> Exercise:
Please return the lines of the records below, unchanged, from the start up to and including the line with "47 L 44 107".

> Information supplied:
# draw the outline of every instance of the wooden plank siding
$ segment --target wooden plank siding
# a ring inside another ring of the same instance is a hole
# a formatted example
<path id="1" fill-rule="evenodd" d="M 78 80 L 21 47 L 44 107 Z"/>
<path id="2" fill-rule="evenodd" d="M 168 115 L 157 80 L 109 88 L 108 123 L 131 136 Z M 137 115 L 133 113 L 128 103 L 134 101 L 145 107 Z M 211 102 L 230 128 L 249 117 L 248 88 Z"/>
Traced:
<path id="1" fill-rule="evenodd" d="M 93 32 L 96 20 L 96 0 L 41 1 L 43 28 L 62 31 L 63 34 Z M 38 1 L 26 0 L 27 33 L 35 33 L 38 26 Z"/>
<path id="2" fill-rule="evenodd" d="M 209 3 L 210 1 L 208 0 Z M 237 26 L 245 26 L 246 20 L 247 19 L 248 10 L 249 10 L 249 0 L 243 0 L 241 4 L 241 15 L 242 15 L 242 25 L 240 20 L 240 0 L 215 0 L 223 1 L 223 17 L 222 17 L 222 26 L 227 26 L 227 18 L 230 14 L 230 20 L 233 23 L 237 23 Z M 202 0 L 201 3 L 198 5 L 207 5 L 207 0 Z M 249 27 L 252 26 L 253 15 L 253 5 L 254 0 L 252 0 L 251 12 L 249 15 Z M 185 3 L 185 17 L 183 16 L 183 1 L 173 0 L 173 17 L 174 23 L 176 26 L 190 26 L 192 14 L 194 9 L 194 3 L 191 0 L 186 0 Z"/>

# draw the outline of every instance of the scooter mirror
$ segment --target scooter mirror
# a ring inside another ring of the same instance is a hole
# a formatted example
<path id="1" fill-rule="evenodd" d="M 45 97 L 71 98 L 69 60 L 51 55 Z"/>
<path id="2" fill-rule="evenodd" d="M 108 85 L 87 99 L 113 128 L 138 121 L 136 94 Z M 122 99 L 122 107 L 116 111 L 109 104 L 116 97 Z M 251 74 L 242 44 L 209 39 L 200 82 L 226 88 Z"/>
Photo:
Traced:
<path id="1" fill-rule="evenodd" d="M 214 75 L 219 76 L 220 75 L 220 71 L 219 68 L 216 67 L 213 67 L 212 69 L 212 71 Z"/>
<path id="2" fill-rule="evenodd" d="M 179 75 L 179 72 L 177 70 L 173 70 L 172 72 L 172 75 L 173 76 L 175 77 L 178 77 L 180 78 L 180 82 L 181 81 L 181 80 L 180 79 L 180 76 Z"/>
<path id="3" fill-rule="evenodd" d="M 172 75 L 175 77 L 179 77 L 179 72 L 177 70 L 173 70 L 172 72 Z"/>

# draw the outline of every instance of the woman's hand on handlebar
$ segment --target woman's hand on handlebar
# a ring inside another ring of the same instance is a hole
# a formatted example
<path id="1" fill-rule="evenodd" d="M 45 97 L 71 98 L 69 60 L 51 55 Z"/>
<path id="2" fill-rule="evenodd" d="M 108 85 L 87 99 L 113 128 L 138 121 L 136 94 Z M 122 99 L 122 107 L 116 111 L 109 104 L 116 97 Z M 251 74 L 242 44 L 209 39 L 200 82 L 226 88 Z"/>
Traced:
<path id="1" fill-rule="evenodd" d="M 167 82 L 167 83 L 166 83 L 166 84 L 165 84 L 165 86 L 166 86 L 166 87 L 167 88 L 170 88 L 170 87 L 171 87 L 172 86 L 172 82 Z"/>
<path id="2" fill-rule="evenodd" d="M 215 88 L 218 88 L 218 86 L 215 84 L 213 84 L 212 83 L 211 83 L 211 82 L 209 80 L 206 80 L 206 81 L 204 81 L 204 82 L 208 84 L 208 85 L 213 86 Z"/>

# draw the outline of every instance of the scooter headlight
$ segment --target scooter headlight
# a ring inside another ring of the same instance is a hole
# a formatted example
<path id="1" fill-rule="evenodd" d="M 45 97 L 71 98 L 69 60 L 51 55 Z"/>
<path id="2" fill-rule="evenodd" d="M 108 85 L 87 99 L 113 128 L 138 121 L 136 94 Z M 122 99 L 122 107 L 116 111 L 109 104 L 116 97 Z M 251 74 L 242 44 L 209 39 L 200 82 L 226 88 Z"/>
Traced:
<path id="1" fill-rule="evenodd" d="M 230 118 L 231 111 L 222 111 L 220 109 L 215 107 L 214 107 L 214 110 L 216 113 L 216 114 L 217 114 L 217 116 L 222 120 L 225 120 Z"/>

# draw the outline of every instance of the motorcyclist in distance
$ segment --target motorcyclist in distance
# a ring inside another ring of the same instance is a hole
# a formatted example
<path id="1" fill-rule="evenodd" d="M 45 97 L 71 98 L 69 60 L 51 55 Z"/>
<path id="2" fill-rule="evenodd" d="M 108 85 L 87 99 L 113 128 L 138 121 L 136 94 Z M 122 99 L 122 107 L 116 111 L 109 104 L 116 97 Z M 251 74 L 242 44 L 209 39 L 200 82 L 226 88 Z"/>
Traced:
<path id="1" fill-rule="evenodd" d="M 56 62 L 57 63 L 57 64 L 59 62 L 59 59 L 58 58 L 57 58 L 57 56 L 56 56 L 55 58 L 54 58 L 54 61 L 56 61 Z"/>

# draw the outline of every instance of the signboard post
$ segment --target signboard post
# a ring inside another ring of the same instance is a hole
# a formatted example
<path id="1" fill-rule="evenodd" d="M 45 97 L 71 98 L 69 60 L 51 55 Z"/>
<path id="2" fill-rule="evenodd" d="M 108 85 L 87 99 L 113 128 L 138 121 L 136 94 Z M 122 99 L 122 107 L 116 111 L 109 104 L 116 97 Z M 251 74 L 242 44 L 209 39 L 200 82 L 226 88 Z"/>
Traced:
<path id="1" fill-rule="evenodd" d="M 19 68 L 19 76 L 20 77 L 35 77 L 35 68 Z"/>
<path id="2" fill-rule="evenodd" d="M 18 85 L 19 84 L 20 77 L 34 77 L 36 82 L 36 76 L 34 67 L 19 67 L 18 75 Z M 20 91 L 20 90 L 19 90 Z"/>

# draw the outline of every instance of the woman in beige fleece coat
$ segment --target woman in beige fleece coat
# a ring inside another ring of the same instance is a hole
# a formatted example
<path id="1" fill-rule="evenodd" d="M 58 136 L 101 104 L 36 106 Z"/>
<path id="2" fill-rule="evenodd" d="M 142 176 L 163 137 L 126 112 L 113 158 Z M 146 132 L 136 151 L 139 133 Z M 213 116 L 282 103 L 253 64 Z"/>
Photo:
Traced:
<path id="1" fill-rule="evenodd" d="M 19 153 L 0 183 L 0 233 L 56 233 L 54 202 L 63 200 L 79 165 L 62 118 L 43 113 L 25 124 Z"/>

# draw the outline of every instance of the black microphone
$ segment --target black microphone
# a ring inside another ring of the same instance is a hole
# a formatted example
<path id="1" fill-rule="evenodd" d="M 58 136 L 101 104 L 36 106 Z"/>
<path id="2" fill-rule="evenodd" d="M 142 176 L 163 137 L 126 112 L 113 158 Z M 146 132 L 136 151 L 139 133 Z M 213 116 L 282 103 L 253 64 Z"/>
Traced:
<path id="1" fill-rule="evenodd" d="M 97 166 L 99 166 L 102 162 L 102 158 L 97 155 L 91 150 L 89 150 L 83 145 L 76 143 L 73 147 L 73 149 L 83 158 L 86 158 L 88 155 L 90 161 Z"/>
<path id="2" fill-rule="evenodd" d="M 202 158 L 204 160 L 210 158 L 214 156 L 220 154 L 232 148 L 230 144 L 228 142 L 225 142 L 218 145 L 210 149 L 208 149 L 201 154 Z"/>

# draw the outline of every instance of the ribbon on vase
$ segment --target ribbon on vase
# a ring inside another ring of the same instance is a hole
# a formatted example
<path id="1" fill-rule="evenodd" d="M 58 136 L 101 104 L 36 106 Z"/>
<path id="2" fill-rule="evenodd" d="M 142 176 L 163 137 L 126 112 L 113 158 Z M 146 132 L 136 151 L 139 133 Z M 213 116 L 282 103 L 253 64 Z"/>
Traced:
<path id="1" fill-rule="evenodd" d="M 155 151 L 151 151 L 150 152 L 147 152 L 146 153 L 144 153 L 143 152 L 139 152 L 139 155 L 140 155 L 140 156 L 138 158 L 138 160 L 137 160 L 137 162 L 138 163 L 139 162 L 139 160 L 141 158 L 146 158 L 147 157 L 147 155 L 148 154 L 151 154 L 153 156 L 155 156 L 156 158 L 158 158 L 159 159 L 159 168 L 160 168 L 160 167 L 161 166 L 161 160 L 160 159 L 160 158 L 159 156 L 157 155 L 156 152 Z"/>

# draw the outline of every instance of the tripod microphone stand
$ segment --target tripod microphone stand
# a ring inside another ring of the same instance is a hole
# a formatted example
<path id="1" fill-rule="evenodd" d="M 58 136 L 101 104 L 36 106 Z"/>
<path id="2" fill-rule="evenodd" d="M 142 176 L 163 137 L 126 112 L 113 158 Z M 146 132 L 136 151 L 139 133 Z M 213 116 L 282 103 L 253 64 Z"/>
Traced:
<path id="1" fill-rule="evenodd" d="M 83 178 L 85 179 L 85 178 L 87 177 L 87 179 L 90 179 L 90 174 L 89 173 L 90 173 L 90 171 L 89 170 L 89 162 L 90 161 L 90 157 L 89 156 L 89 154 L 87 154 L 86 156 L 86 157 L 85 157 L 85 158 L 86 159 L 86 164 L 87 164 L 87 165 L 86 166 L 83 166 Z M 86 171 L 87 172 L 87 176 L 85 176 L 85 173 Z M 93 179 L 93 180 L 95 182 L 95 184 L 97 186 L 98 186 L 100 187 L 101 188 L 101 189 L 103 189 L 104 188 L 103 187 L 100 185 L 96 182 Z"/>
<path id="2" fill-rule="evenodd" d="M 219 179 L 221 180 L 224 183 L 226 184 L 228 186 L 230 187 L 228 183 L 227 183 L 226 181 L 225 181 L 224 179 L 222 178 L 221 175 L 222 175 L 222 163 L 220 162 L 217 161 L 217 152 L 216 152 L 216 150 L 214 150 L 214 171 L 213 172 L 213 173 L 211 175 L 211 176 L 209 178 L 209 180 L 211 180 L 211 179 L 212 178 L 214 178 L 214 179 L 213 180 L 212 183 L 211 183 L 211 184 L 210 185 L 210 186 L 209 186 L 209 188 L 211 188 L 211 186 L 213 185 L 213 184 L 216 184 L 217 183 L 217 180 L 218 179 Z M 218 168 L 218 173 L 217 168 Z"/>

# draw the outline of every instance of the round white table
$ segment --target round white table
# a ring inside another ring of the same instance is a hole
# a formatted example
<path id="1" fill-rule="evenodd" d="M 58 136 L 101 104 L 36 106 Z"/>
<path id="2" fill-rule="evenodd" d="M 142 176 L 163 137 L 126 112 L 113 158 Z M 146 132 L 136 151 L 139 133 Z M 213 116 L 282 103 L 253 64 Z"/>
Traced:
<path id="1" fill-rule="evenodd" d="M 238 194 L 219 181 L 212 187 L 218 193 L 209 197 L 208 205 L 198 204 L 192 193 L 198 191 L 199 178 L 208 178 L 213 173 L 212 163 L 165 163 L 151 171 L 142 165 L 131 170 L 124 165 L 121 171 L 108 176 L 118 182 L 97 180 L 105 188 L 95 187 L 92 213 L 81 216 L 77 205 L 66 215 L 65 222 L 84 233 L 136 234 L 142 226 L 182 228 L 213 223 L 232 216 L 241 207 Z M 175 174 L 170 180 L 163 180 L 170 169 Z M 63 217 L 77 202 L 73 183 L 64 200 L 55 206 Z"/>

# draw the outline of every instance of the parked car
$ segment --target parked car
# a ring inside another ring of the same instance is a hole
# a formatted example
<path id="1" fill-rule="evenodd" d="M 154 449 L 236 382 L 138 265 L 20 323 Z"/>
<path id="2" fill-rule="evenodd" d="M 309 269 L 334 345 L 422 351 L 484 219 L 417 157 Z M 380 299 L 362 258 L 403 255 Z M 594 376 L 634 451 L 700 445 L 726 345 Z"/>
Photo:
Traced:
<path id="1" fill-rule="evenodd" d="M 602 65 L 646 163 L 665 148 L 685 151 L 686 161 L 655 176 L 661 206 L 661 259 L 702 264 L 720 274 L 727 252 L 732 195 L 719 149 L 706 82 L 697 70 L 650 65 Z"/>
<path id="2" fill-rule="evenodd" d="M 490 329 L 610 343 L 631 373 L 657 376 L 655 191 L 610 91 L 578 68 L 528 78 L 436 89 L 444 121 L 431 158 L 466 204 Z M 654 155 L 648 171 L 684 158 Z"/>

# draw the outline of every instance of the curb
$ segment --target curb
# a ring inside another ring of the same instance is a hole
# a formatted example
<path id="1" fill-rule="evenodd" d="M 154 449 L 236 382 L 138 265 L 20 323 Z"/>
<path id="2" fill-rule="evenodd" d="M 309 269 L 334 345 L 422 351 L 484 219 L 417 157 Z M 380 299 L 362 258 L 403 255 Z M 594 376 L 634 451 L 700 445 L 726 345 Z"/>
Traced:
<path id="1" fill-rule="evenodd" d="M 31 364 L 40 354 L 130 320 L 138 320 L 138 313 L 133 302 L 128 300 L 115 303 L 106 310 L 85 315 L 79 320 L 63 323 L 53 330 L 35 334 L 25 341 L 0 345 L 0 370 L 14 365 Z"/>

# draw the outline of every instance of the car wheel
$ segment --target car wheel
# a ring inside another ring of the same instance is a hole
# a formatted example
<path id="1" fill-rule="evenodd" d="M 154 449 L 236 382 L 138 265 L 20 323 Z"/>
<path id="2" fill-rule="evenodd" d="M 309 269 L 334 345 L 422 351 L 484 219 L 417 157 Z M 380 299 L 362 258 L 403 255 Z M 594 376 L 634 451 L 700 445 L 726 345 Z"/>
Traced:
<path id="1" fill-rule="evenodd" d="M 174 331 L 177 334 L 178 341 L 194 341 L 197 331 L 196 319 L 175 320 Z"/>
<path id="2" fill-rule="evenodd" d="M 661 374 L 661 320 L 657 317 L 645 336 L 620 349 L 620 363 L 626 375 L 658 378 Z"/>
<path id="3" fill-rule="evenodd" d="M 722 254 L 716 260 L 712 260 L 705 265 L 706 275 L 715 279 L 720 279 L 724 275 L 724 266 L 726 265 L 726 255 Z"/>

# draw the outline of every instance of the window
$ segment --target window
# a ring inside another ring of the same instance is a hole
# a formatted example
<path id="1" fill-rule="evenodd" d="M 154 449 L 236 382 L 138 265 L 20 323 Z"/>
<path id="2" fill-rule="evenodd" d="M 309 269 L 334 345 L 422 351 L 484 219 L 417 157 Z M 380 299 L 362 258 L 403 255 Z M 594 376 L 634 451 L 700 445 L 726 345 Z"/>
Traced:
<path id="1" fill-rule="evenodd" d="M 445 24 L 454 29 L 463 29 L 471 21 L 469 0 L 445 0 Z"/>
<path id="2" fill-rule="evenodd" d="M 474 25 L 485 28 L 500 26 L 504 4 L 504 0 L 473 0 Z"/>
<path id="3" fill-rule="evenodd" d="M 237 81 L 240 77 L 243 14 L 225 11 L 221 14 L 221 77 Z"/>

> Written answer:
# draw the outline of every instance of the wooden plank siding
$ segment --target wooden plank siding
# a ring inside another ring of the same instance is a hole
# a formatted example
<path id="1" fill-rule="evenodd" d="M 78 80 L 21 47 L 44 107 Z"/>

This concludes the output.